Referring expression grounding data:
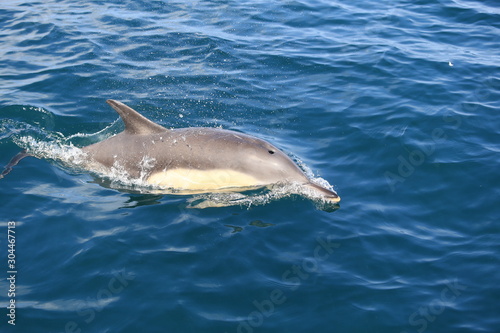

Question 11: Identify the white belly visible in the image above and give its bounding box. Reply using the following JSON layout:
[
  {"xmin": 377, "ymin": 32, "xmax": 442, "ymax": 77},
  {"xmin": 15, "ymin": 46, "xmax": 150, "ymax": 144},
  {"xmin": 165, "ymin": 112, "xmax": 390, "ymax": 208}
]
[{"xmin": 147, "ymin": 168, "xmax": 266, "ymax": 191}]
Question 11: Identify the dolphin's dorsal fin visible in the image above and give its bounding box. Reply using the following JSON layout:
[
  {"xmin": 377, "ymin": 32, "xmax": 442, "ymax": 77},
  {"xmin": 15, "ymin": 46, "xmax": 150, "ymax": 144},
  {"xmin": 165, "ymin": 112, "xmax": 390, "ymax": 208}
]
[{"xmin": 106, "ymin": 99, "xmax": 168, "ymax": 135}]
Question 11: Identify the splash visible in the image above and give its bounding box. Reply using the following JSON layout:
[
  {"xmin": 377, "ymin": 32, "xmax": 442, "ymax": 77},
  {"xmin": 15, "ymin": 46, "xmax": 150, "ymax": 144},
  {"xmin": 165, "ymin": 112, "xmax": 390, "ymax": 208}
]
[
  {"xmin": 185, "ymin": 180, "xmax": 339, "ymax": 211},
  {"xmin": 15, "ymin": 136, "xmax": 87, "ymax": 168}
]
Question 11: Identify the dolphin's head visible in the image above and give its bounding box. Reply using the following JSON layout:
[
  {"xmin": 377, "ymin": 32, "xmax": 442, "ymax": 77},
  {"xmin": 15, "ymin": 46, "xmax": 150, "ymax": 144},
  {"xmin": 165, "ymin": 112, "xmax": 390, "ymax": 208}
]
[
  {"xmin": 231, "ymin": 133, "xmax": 340, "ymax": 203},
  {"xmin": 230, "ymin": 133, "xmax": 306, "ymax": 181}
]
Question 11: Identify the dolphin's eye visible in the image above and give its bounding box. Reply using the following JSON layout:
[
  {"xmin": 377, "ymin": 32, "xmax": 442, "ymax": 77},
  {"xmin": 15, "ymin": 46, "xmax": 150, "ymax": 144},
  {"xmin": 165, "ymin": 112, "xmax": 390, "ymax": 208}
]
[{"xmin": 268, "ymin": 150, "xmax": 275, "ymax": 155}]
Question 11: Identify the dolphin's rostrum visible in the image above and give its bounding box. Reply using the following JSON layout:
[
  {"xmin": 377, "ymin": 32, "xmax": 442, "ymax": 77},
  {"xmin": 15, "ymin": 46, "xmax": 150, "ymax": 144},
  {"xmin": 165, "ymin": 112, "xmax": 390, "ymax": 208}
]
[{"xmin": 82, "ymin": 99, "xmax": 340, "ymax": 203}]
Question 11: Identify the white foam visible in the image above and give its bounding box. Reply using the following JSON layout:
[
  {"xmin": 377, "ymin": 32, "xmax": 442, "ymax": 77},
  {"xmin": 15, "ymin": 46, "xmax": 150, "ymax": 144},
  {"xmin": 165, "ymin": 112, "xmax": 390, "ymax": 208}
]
[{"xmin": 15, "ymin": 136, "xmax": 88, "ymax": 170}]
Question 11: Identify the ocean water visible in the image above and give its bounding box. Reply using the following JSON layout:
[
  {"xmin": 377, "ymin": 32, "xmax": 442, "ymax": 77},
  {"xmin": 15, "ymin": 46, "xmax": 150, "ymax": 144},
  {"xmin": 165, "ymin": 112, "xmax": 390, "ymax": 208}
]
[{"xmin": 1, "ymin": 0, "xmax": 499, "ymax": 332}]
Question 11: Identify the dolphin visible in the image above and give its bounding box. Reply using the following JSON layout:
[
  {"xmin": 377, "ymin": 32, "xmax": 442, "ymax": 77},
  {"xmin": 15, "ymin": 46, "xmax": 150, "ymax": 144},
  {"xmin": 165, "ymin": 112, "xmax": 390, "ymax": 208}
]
[{"xmin": 80, "ymin": 99, "xmax": 340, "ymax": 203}]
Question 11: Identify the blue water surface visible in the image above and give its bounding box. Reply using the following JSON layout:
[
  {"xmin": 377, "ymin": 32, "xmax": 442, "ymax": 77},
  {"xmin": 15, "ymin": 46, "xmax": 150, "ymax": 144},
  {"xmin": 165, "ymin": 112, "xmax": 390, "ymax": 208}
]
[{"xmin": 1, "ymin": 0, "xmax": 499, "ymax": 332}]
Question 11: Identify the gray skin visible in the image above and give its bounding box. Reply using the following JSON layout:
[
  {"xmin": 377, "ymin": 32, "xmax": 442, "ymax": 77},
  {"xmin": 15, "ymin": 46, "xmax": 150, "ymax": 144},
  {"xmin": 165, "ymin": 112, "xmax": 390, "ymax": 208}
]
[{"xmin": 82, "ymin": 100, "xmax": 340, "ymax": 202}]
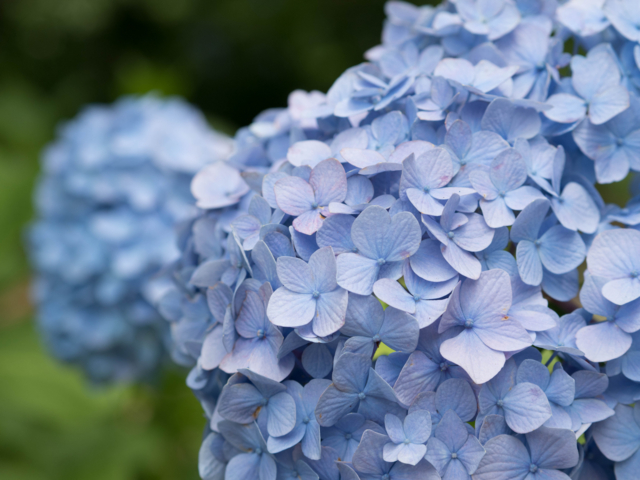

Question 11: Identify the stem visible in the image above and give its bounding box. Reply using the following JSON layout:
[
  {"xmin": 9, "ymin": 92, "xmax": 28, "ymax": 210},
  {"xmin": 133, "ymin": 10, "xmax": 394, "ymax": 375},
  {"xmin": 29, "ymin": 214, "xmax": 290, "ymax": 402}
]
[{"xmin": 545, "ymin": 352, "xmax": 558, "ymax": 367}]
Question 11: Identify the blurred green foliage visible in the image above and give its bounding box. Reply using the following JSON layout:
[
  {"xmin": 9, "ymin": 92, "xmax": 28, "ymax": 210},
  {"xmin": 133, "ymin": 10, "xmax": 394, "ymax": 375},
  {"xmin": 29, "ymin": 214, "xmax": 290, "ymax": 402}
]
[{"xmin": 0, "ymin": 320, "xmax": 205, "ymax": 480}]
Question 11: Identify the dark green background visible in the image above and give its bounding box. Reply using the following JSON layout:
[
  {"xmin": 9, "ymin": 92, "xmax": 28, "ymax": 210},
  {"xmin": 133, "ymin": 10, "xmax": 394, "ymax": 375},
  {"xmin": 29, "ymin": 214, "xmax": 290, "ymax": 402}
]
[{"xmin": 0, "ymin": 1, "xmax": 628, "ymax": 479}]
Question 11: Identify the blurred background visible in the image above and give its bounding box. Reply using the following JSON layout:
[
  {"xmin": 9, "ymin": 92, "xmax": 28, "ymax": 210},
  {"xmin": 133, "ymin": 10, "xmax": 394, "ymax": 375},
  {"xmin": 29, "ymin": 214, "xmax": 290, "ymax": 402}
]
[{"xmin": 0, "ymin": 0, "xmax": 428, "ymax": 479}]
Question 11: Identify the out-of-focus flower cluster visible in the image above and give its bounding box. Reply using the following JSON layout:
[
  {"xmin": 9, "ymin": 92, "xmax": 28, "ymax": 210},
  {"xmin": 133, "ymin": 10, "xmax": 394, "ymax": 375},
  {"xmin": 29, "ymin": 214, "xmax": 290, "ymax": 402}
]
[
  {"xmin": 28, "ymin": 95, "xmax": 233, "ymax": 384},
  {"xmin": 158, "ymin": 1, "xmax": 640, "ymax": 479}
]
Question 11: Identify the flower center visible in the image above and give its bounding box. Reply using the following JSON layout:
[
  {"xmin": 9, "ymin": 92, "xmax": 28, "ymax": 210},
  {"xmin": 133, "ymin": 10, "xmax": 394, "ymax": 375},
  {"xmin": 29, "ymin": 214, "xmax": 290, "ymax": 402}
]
[
  {"xmin": 530, "ymin": 464, "xmax": 538, "ymax": 473},
  {"xmin": 257, "ymin": 329, "xmax": 265, "ymax": 338},
  {"xmin": 377, "ymin": 258, "xmax": 386, "ymax": 265},
  {"xmin": 303, "ymin": 416, "xmax": 310, "ymax": 424},
  {"xmin": 372, "ymin": 334, "xmax": 381, "ymax": 342},
  {"xmin": 451, "ymin": 453, "xmax": 458, "ymax": 459},
  {"xmin": 312, "ymin": 291, "xmax": 320, "ymax": 299},
  {"xmin": 497, "ymin": 399, "xmax": 504, "ymax": 407},
  {"xmin": 345, "ymin": 433, "xmax": 352, "ymax": 440},
  {"xmin": 358, "ymin": 392, "xmax": 367, "ymax": 400},
  {"xmin": 440, "ymin": 362, "xmax": 449, "ymax": 371},
  {"xmin": 465, "ymin": 319, "xmax": 474, "ymax": 328},
  {"xmin": 447, "ymin": 231, "xmax": 455, "ymax": 239},
  {"xmin": 617, "ymin": 138, "xmax": 625, "ymax": 147},
  {"xmin": 255, "ymin": 448, "xmax": 263, "ymax": 455}
]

▸ What to do
Find every line of the records holding "white". Answer with the count alone.

▸ Task solution
2